━━ Stored rows
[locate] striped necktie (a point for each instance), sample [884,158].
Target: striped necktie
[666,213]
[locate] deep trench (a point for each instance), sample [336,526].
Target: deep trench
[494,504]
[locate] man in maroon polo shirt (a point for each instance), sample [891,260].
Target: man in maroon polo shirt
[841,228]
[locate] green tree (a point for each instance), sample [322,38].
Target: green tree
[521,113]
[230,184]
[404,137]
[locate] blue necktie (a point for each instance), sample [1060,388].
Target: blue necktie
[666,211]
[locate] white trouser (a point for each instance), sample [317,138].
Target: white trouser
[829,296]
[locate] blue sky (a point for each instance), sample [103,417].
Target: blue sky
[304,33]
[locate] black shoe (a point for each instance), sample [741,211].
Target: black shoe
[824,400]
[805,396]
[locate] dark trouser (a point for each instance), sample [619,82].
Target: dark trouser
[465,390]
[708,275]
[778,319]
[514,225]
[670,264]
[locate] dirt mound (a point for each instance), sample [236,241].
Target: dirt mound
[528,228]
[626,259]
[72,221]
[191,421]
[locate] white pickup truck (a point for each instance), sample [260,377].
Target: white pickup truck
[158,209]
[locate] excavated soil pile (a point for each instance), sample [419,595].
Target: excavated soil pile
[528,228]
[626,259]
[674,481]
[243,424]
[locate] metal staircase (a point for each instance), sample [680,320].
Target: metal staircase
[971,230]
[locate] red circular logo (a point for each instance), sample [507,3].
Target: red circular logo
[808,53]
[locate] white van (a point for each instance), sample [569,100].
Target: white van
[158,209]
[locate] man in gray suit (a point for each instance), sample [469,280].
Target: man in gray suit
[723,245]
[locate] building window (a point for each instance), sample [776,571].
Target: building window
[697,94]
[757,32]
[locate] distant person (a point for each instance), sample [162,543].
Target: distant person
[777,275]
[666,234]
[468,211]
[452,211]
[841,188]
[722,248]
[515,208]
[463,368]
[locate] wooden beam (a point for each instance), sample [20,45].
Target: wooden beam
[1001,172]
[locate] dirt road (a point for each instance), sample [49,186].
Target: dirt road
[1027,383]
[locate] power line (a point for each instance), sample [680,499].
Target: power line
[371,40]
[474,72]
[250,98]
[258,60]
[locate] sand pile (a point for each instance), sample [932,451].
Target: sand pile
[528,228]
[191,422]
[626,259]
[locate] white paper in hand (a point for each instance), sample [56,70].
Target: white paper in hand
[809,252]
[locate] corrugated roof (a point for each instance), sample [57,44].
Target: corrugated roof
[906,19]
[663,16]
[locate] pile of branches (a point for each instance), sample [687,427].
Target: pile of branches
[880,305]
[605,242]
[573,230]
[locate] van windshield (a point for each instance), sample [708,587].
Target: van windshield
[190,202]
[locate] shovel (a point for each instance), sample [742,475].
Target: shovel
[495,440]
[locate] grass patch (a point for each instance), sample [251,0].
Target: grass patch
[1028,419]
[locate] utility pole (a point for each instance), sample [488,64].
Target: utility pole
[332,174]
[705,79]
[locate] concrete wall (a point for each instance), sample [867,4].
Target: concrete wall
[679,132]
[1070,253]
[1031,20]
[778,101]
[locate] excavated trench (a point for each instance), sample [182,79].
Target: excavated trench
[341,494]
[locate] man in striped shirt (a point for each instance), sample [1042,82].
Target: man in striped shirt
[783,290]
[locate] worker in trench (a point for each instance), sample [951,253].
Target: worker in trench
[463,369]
━━━━
Arrange the listing above as a two-column CSV with the headers "request" and "points", one row per request. Put the request's text and its answer in separate double-quoted fields, and turn any line breaks within a field into spaces.

**Written response**
request,points
"[locate] striped necktie (a point for each instance), sample [884,158]. Target: striped necktie","[666,213]"
"[locate] deep trench (a point for each instance), sample [336,526]. Target: deep trench","[494,504]"
"[locate] man in maroon polo shirt (a point for each instance), sample [891,260]. Target: man in maroon polo shirt","[841,228]"
"[locate] green tree (a point for each instance), sample [322,38]. Target: green tree","[521,113] [230,184] [404,137]"
"[locate] blue necktie (a point for each instance), sample [1060,388]. Target: blue necktie","[666,211]"
"[locate] white trouser (a point for each instance), sample [317,138]. Target: white trouser","[829,296]"
"[locate] blue sky (a point for each instance), sample [103,417]. Target: blue sky","[304,33]"
"[locate] black shoe (a point for each instance), sample [741,211]. Target: black shoe","[824,400] [805,396]"
"[locate] dark trouser (a point for each instance), sample [619,82]. Target: dark trouser","[465,390] [708,275] [778,319] [514,225] [670,264]"
"[locate] dirt mound (a point for each instance), sample [236,241]. Target: dirt mound","[528,228] [626,259] [72,221] [191,421]"
"[locate] white pickup truck (a point for each instance), sample [260,377]. Target: white pickup truck","[158,209]"
"[locate] excavated soil pile (a point for each instance), sample [419,595]. Target: excavated soil pile","[528,228] [626,259] [674,481] [243,424]"
"[locate] metal staircase (a point for each instance), sample [680,320]. Target: metal staircase","[971,230]"
"[locate] red circular logo (a point for each instance), sample [507,3]. Target: red circular logo","[808,53]"
"[locate] white van (a point for each instance), sample [569,100]. Target: white van","[158,209]"
"[locate] man in gray suit (a point for each instance), sample [469,280]. Target: man in gray suit","[723,245]"
"[locate] building window (a point for each instance), sample [776,571]. Target: building window","[697,94] [757,32]"
"[locate] distant person (a point for each instance), sample [162,543]. Target: distant person","[777,275] [666,234] [468,211] [452,211] [841,188] [722,248] [515,208] [463,368]"
"[locate] wooden beam (a point for each instance), sample [20,45]. Target: wooden beam","[1001,172]"
"[locate] dirt road (a point for each instance), sample [49,186]. Target: dirt road","[1027,383]"
"[locate] power line (a point for each instance), sample [680,499]. Target: power line","[371,40] [474,72] [250,98] [258,60]"
"[locate] sand pile (a point for each instance), sample [932,451]. Target: sand pile","[528,228] [191,422] [626,259]"
"[locate] white paper in hand (a point for each instance), sample [56,70]. Target: white paper in hand","[809,252]"
"[locate] corrugated roof (a point for each instance), sample [57,44]. Target: corrugated roof","[906,19] [663,16]"
"[locate] pile of branches (a point for each instance), sample [687,427]. Target: pile of branches","[880,305] [605,242] [573,230]"
"[locate] van windshield (a point for each instance), sample [708,587]. Target: van windshield","[190,202]"
"[locate] shovel (a point for each instance), sample [742,475]. Target: shovel","[495,440]"
"[locate] grass patch (a point for each instance), sample [251,0]. Target: grass patch","[1028,419]"
"[locate] utility pole (a point for each instance), sample [488,64]. Target: utility pole","[332,174] [705,79]"
"[locate] concrete wall (a point for each instance), sample [867,4]. Target: concrete wall","[679,132] [1070,253] [1031,20] [778,101]"
"[locate] excavated trench (a point for each instance), sample [182,79]. Target: excavated trench","[341,494]"
"[locate] man in striped shirt (a point for each instance), sample [1042,82]. Target: man in striped shirt","[783,290]"
"[locate] worker in trench (a point for each instance), sample [951,253]. Target: worker in trench","[463,369]"